RECORD LIST →
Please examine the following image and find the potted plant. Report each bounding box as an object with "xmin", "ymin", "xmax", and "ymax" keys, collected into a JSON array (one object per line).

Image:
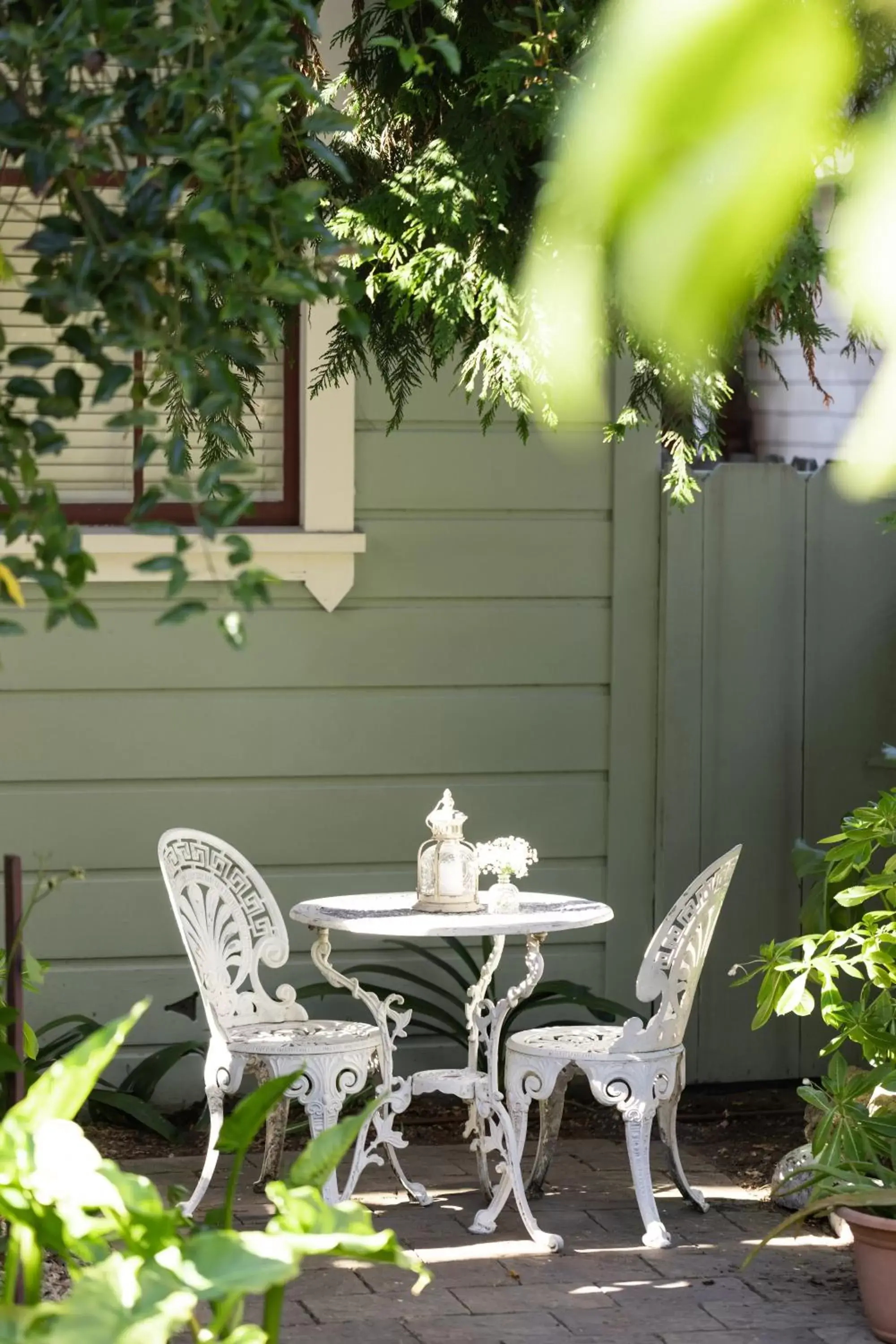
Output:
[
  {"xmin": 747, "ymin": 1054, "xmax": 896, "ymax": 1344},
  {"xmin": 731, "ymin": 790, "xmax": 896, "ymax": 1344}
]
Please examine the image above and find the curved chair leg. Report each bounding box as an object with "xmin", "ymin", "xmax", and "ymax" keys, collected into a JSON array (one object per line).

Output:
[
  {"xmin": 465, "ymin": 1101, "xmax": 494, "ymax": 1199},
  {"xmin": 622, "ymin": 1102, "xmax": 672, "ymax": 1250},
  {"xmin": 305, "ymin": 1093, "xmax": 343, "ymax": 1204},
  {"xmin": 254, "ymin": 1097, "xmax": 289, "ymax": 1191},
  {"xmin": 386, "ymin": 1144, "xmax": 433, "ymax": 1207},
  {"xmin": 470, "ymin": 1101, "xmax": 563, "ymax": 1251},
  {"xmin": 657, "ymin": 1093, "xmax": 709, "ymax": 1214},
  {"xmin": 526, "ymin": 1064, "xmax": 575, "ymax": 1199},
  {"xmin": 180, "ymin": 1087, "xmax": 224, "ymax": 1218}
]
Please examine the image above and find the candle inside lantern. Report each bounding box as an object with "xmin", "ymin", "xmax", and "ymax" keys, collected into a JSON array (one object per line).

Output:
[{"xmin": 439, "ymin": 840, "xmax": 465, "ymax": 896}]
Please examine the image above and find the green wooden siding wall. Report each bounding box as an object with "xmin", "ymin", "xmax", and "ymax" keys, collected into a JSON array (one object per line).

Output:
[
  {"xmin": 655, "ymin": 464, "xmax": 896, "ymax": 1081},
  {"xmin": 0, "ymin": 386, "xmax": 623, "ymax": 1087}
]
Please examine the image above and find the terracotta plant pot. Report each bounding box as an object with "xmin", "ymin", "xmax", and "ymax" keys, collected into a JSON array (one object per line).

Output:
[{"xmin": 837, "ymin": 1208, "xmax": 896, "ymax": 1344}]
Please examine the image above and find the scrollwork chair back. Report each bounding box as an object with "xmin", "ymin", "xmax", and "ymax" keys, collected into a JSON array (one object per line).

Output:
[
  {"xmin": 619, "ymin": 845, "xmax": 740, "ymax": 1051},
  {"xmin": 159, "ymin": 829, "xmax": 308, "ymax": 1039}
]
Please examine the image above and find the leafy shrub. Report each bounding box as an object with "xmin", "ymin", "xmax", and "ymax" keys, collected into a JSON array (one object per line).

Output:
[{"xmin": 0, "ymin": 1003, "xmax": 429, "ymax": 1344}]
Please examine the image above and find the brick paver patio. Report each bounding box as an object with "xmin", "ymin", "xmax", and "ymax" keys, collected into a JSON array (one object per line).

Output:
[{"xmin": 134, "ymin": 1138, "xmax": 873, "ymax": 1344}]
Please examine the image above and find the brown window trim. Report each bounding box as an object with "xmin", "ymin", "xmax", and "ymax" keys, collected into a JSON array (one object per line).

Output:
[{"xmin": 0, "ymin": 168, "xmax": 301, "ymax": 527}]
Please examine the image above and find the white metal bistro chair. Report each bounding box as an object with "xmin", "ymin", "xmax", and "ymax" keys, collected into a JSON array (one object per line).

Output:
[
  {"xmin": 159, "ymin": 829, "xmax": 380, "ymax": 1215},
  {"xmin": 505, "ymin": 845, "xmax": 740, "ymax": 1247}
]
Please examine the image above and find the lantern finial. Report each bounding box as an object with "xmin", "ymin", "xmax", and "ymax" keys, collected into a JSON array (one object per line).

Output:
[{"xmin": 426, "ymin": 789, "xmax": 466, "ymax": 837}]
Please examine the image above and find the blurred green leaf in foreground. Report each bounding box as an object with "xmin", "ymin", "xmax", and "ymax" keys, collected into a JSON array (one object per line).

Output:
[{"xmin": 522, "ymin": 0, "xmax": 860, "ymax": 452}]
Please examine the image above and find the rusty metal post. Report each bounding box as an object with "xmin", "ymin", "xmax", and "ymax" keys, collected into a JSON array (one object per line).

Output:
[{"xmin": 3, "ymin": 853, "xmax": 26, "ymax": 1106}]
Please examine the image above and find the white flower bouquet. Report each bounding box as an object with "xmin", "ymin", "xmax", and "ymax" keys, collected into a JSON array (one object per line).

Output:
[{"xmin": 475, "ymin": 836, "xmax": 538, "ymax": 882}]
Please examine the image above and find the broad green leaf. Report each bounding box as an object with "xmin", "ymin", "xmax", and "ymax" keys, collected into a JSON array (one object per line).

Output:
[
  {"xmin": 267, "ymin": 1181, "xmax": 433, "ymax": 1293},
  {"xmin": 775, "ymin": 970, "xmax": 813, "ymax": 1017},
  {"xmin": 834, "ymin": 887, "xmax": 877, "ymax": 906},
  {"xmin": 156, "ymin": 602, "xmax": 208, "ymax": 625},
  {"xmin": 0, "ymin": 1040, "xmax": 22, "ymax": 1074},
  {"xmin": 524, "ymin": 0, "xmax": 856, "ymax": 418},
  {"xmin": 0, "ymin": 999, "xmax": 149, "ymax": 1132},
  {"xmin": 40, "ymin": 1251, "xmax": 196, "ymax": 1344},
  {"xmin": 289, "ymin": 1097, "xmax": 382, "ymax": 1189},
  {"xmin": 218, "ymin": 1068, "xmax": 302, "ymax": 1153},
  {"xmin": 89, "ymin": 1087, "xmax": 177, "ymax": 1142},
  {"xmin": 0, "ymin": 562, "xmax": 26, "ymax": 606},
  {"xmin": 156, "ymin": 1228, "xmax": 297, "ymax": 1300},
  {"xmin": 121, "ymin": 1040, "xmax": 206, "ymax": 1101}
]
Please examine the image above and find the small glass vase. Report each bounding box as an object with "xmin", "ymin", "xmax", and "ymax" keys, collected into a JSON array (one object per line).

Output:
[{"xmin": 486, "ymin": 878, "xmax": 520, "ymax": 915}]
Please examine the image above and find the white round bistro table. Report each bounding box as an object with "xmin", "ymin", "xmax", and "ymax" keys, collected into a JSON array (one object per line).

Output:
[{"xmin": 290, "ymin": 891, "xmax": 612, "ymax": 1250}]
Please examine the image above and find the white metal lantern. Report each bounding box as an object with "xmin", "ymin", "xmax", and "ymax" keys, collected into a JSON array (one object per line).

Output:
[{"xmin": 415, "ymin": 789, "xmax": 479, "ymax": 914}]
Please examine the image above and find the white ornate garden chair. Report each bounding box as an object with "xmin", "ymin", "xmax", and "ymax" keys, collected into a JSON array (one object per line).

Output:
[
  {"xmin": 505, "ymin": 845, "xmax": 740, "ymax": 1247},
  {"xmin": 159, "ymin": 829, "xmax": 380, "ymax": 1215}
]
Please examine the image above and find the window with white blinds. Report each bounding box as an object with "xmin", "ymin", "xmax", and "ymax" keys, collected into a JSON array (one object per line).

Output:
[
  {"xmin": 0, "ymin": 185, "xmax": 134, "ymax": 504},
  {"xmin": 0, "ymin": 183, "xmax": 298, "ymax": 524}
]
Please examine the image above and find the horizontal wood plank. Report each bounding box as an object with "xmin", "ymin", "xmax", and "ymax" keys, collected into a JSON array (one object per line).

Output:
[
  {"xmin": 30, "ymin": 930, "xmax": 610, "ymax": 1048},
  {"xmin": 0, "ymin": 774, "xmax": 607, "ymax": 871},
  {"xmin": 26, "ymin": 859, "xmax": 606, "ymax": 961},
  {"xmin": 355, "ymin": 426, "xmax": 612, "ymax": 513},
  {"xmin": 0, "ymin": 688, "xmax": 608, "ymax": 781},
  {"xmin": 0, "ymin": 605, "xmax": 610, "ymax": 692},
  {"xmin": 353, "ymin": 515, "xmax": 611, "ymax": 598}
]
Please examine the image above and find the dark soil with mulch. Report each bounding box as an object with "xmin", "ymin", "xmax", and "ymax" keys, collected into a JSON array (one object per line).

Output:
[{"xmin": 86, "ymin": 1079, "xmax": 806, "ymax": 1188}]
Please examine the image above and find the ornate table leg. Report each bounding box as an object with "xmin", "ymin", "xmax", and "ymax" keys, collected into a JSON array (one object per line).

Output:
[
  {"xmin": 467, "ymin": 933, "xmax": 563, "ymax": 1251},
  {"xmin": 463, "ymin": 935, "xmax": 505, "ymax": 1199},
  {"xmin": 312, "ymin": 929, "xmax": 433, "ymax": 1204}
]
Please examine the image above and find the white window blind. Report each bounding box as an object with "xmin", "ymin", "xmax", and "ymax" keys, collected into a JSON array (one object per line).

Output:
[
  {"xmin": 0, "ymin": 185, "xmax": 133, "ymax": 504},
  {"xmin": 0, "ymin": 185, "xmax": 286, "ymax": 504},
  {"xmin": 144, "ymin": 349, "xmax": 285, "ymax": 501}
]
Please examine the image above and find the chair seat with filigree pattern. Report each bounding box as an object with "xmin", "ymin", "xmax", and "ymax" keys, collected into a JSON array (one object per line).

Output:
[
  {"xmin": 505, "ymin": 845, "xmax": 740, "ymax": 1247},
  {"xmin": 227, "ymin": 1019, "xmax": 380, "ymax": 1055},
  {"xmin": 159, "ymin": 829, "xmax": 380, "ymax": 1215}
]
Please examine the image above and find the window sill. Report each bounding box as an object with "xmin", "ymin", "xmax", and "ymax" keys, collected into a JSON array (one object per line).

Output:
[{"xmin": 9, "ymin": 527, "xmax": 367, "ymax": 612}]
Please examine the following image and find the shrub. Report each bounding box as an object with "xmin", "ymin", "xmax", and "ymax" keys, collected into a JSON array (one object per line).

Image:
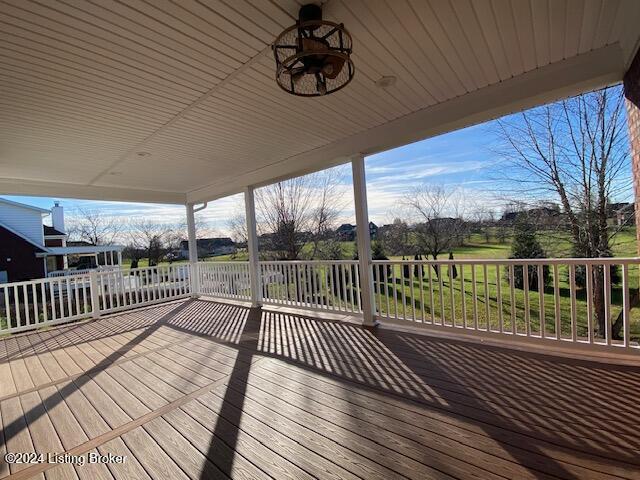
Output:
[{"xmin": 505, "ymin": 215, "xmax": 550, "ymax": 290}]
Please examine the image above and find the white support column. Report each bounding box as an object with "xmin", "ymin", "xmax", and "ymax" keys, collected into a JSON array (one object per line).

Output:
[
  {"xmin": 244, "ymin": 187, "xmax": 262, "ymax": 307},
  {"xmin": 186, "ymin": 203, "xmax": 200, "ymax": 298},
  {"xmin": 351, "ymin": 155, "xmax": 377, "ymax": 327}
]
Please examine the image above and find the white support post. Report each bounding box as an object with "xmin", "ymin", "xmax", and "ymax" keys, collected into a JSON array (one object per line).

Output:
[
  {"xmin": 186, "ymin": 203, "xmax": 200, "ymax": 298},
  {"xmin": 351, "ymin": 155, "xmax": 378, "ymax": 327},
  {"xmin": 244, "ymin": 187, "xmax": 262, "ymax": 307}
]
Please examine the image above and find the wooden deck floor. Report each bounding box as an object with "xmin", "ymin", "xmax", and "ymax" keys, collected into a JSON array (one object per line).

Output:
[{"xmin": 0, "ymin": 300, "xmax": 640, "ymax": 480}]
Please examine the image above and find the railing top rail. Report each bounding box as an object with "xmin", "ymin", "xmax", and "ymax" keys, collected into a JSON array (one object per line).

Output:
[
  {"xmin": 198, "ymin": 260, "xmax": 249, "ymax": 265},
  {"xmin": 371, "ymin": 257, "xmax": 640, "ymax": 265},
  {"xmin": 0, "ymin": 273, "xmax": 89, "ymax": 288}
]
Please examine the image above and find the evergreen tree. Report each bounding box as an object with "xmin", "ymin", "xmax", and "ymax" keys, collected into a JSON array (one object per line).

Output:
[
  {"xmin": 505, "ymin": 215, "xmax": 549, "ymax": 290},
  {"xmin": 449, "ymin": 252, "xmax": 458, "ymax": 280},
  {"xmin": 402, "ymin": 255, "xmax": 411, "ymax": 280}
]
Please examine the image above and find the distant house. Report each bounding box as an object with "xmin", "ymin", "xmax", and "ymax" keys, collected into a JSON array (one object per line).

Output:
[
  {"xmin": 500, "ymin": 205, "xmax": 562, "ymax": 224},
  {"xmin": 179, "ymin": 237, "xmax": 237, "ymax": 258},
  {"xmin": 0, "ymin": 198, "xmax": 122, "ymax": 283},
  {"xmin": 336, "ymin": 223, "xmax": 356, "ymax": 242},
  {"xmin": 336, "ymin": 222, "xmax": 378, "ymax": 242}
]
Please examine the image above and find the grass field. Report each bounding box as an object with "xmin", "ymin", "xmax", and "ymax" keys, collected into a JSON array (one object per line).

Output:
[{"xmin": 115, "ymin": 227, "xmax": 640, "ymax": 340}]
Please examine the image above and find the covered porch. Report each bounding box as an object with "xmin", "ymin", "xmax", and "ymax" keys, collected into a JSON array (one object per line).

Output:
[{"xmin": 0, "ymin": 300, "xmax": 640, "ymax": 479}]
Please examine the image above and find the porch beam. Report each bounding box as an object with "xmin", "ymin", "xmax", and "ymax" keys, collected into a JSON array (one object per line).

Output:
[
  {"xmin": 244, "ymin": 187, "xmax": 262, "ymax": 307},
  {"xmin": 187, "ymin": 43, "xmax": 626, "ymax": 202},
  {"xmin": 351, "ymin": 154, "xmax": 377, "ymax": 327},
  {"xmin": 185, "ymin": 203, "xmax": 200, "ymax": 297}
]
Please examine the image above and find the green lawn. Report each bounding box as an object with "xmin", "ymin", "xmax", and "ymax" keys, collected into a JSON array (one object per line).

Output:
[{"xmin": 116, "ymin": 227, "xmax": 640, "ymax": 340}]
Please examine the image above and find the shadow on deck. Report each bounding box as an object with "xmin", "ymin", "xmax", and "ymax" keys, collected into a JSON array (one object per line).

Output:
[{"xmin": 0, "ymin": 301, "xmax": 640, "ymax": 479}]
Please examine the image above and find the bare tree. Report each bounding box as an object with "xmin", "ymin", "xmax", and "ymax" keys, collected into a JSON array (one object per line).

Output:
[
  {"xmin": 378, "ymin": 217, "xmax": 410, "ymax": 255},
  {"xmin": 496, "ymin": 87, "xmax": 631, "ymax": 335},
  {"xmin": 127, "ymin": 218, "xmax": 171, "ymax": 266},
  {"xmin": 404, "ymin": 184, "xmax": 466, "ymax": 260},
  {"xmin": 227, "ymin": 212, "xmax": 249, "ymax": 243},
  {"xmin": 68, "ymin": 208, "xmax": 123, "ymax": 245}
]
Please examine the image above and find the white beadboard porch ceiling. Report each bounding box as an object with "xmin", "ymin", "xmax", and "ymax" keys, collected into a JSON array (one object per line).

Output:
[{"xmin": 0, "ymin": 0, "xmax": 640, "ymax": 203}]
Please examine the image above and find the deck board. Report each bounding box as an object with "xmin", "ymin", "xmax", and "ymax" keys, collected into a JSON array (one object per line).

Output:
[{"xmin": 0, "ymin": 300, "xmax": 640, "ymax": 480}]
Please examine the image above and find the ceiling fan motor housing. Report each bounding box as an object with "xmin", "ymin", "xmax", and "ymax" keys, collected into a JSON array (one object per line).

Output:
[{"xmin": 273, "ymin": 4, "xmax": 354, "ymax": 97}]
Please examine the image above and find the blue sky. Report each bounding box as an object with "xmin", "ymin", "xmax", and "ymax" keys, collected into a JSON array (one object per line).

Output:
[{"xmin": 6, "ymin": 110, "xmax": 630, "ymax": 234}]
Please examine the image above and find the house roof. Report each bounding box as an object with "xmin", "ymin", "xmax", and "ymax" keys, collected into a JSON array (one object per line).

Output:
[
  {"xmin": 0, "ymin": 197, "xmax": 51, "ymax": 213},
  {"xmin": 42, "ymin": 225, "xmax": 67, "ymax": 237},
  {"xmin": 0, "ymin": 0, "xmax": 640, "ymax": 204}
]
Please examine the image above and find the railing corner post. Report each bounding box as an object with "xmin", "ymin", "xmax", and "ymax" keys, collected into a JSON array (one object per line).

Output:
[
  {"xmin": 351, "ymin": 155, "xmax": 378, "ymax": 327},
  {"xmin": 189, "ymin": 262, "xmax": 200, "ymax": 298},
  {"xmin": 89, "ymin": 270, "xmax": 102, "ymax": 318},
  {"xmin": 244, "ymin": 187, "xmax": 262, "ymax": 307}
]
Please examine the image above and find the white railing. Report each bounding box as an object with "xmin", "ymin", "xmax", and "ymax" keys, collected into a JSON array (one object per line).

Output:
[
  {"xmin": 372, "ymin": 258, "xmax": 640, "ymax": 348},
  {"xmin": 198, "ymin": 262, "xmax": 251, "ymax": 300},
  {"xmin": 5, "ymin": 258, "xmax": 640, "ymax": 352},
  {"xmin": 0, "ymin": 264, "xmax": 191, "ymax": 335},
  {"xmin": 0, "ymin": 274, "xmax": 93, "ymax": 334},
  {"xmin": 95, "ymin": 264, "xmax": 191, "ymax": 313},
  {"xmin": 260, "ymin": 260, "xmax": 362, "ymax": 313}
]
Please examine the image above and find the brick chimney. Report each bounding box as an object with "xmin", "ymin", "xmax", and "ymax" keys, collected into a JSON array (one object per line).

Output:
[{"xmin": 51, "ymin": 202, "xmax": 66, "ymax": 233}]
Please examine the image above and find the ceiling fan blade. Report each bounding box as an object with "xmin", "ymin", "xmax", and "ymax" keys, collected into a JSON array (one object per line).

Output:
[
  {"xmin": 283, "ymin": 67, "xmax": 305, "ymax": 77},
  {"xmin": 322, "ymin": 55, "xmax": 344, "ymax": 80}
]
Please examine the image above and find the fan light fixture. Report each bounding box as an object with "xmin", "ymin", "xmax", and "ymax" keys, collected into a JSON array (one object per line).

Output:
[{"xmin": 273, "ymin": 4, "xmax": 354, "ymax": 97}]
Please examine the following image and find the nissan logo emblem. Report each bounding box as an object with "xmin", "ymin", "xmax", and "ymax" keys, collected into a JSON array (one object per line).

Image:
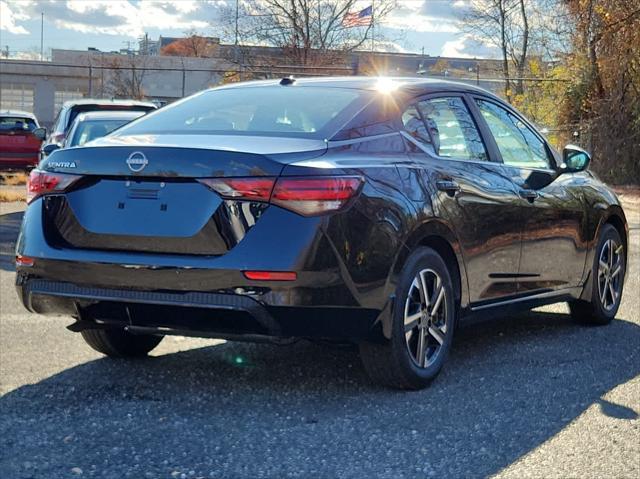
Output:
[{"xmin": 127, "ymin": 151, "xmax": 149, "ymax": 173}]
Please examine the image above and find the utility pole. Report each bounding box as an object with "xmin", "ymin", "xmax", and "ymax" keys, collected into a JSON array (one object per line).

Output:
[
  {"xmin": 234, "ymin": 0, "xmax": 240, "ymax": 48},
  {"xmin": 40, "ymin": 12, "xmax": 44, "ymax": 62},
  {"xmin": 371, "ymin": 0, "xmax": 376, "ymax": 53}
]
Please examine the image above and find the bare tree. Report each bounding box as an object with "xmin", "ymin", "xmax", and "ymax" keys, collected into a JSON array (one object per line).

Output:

WORK TO BE COMPLETED → Retype, exactly and only, the lines running from the one with "Please examine the image above and find the utility" through the final line of the listing above.

OUTPUT FOR THIS TASK →
Please examine the image above and find the utility pole. Report each bounding box as an object with "xmin", "ymin", "xmax", and "ymax" keys, collected into a JSON array (one object per line).

Output:
[
  {"xmin": 234, "ymin": 0, "xmax": 240, "ymax": 48},
  {"xmin": 40, "ymin": 12, "xmax": 44, "ymax": 62},
  {"xmin": 371, "ymin": 0, "xmax": 376, "ymax": 53}
]
Please examine the image above and find the bare tree. Report each bounding box as an object with "xmin", "ymin", "xmax", and "ymax" keys, collected into a JSON array (one object per line).

Output:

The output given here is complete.